### Excerpted passage
#####

Hobbitstee Wildlife Refuge partnering with LTC facilities

Hobbitstee Wildlife Refuge partnering with LTC facilities

By Kaitlyn Clark

The Haldimand Press

JARVIS—Chantal Theijn, Founder of Hobbitstee Wildlife Refuge, has combined a need to help both birds and seniors in a new project.

“Hobbitstee has joined Nature Canada in an effort to create bird friendly cities, so I was contemplating how to meet some of the criteria,” explained Theijn of how she came up with the plan over the holidays to bring bird feeders to long-term care (LTC) facilities. The bird friendly city needs to encourage citizen science and people to participate in bird watch programs, and Theijn saw an opportunity for seniors to join in.

“I was being plagued by trying to come up with an idea to provide some form of an activity for people stuck in a long-term care facility during this pandemic. I did this while looking at the bird at our bird feeder and the idea kind of popped in my head,” added Theijn. “I firmly believe that during this unprecedented time of lockdowns and covid scares we have a moral obligation to do what we can for our fellow humans. This bird feeder project is our modest contribution.”

The project, organized by Hobbitstee’s board of directors, contacts the LTCs for permission, sources the bird feeders and supplies needed, and then recruits and assigns volunteers to install bird feeding stations, which are then cleaned and refilled multiple times per week by that same volunteer.

Home Hardware Paris has provided a discount on feeders, but Theijn noted there have been supply issues for shepherd’s hooks and feeders.

Additionally, Bogle Seed from Millgrove has provided bird seed at a reduced rate. Setting up a bird feeder at an LTC home costs around $100, and the annual maintenance is estimated at $350 per home.

#####

### Recorded data
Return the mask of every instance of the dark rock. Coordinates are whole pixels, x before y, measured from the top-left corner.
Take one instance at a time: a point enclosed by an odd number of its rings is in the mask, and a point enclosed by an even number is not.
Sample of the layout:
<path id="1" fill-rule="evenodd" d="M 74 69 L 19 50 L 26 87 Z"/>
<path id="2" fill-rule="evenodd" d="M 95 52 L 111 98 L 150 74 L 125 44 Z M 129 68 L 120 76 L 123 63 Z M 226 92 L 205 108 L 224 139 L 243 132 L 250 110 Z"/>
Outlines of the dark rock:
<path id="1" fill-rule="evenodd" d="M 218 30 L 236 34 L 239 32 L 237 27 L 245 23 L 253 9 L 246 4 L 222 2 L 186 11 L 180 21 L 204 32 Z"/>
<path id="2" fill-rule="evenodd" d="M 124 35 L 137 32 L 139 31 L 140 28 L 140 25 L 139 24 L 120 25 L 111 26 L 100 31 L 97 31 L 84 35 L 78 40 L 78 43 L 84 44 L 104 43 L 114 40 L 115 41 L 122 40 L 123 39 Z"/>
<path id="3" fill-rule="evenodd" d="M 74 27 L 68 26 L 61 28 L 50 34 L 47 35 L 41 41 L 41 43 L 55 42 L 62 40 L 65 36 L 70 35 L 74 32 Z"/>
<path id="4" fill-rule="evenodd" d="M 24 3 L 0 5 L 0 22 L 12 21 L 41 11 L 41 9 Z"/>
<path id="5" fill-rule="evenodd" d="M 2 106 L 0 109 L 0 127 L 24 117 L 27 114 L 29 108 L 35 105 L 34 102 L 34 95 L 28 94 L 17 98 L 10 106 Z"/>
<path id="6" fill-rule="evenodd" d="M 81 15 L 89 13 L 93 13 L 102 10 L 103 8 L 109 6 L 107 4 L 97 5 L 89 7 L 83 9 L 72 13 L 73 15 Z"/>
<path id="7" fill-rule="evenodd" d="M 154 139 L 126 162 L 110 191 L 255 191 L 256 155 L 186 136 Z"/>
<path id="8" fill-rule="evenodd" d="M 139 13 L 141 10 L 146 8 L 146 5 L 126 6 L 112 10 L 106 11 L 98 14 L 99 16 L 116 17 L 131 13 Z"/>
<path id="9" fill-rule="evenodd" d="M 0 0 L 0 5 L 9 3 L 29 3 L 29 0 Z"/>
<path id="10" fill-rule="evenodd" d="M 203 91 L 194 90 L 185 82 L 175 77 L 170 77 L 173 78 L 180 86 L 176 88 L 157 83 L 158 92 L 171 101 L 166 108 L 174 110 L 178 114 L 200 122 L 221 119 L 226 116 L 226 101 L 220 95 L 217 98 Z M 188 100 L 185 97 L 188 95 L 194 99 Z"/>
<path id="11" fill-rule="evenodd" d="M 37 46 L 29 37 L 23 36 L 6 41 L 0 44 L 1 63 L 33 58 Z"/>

#####

### Problems and tasks
[A] From the article on the Hobbitstee Wildlife Refuge bird feeder project, quote the stretch from "The project, organized" through "hooks and feeders.".
[B] Continue the article on the Hobbitstee Wildlife Refuge bird feeder project, starting after its last sentence.

### Answers below
[A]
The project, organized by Hobbitstee’s board of directors, contacts the LTCs for permission, sources the bird feeders and supplies needed, and then recruits and assigns volunteers to install bird feeding stations, which are then cleaned and refilled multiple times per week by that same volunteer.

Home Hardware Paris has provided a discount on feeders, but Theijn noted there have been supply issues for shepherd’s hooks and feeders.

[B]
Hobbitstee has been covering the entire cost of the program, although they are hoping businesses may step forward to sponsor a long-term care home near them.

Bird guides donated by Bird Studies Canada have been donated to each of the participating homes so that residents can identify any visiting birds to their feeder. So far, 10 homes have joined the project in St. Catharines, Welland, Fort Erie, Brantford, Hamilton, Simcoe, Guelph, Peterborough, Dundas, and Burlington.

“The goal of the project is to provide a pleasant distraction for the LTC residents. We hope that the participating LTCs will join the Big Backyard Bird Count or Project Feeder Watch to help provide citizens science data for our area to help towards the goal of bird friendly cities,” said Theijn.

Next up, the group is working on getting the project into Windsor, although distance has complicated things, and Theijn added, “We are really hoping for some of the Haldimand LTCs to give us permission.”

Theijn shared a comment she received from one of the participating LTC facilities, which read, “I wanted to thank you very much for the bird feeder project initiative you launched. Our residents LOVE the bird feeder. It has drawn many residents outside – many of whom want to sit bundled up outside for long hours, watching the birds and animal life. Thank you so much for bringing ‘new life’ into our home. You’ve created many new bird-watching enthusiasts.”

Those interested in donating to this project can visit

hobbitstee.com/birdfeeder.php or      canadahelps.org/en/charities/hobbitstee-wildlife-refuge.

Hobbitstee is continuing with its wildlife rehabilitation and public education efforts. They are providing free Zoom lessons on a variety of topics “to try and break the monotony and perhaps bring a smile to someones face that otherwise  wouldn’t have been there.”